━━━ TEXT BLOCK ━━━
What Is OEE in Manufacturing, and Why Does It Matter for Small & Medium Manufacturers?

Graphics of gears, a stopwatch, and a gauge pointing to 75% vs. a max of 85%, all over a blurred image of a factory, next to white text on green background, saying "What is OEE, and Why Does It Matter for Small and Medium Manufacturers?"

Every minute your machines sit idle or run below speed, you’re leaving money on the table. For small and mid-sized manufacturers, where margins are tight and equipment budgets are limited, getting more out of what you already have is the fastest path to profit.

That’s where Overall Equipment Effectiveness (OEE) comes in.

OEE isn’t just another acronym. It’s your clear, no-nonsense way to measure how well your machines are running, and where they’re losing you time, money, and output.

The Three Components of OEE

OEE = Availability × Performance × Quality

  • Availability: How much of your scheduled time the machine is actually running (accounts for downtime and breakdowns).
  • Performance: How fast it runs compared to its designed speed (captures slow cycles and micro-stops).
  • Quality: How many good units come off the line vs. scrap and rework.

Quick Example:

If a machine is available 90% of the time, runs at 95% of its designed speed, and produces 98% good parts:

OEE = 0.90 × 0.95 × 0.98 = 83.7%

Why OEE Matters for Small & Medium Manufacturers

The headline? OEE is a snapshot of your operations.

It is great because it summarizes all types of issues and improvements in a single number. You only need to check its components if you are looking to investigate causes for trends or unusual behaviors.

Specifically, it:

  • Reveals Hidden Losses: Even without high-tech tools, OEE shows you where production time is being wasted.
  • Creates a Baseline: Once you measure OEE, you know where you stand and where to focus.
  • Supports Continuous Improvement: Every small fix, quicker setup, or eliminated stoppage moves the number up.

But OEE also has another, subtle benefit: It’s a great motivator.
━━━ GIVEN MATERIAL ━━━
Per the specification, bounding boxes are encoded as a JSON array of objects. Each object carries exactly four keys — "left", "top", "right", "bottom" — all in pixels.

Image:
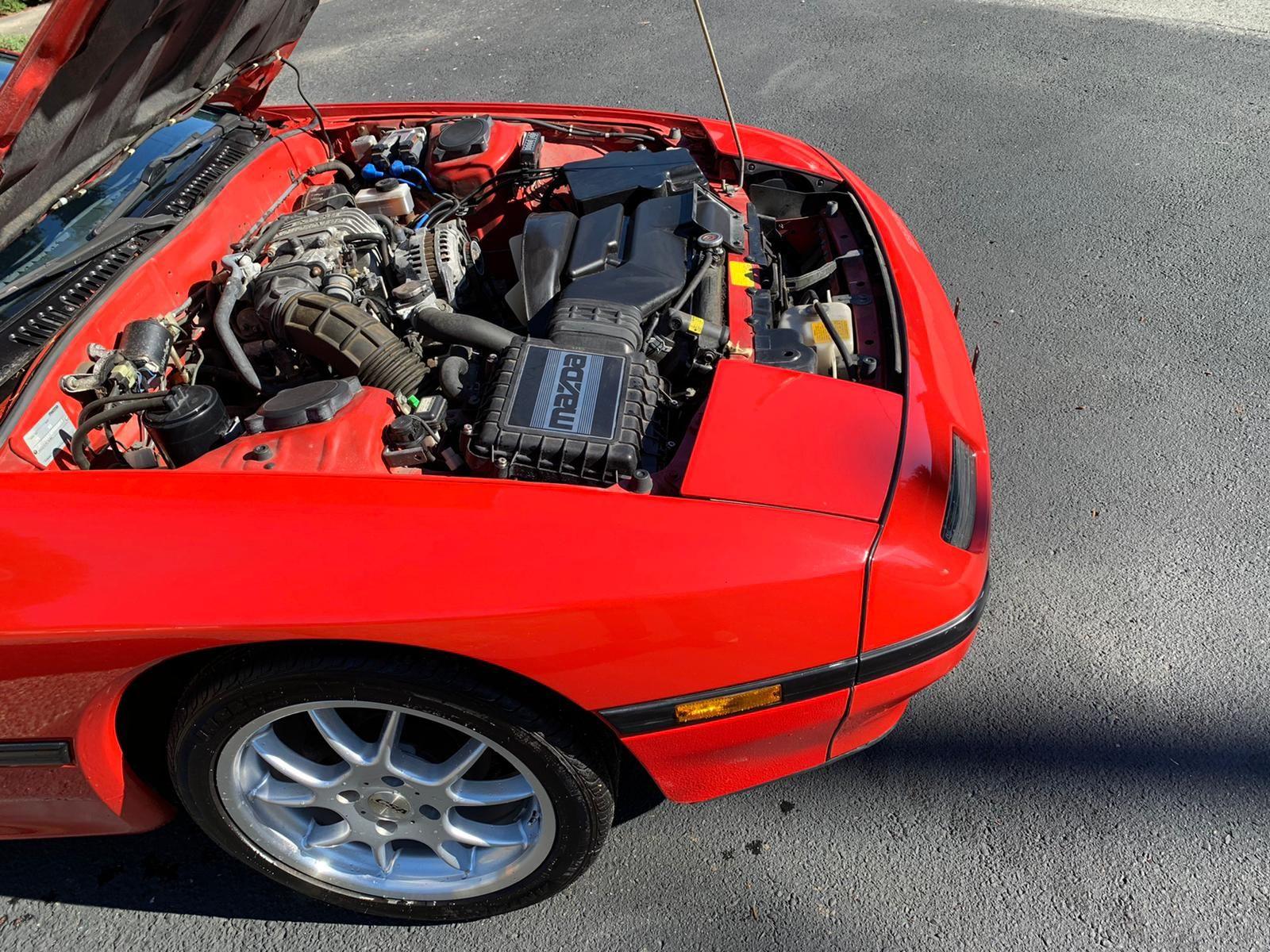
━━━
Write out the passage of the OEE article from "OEE = Availability" to "scrap and rework.", word for word. Nothing in the listing is needed here.

OEE = Availability × Performance × Quality

  • Availability: How much of your scheduled time the machine is actually running (accounts for downtime and breakdowns).
  • Performance: How fast it runs compared to its designed speed (captures slow cycles and micro-stops).
  • Quality: How many good units come off the line vs. scrap and rework.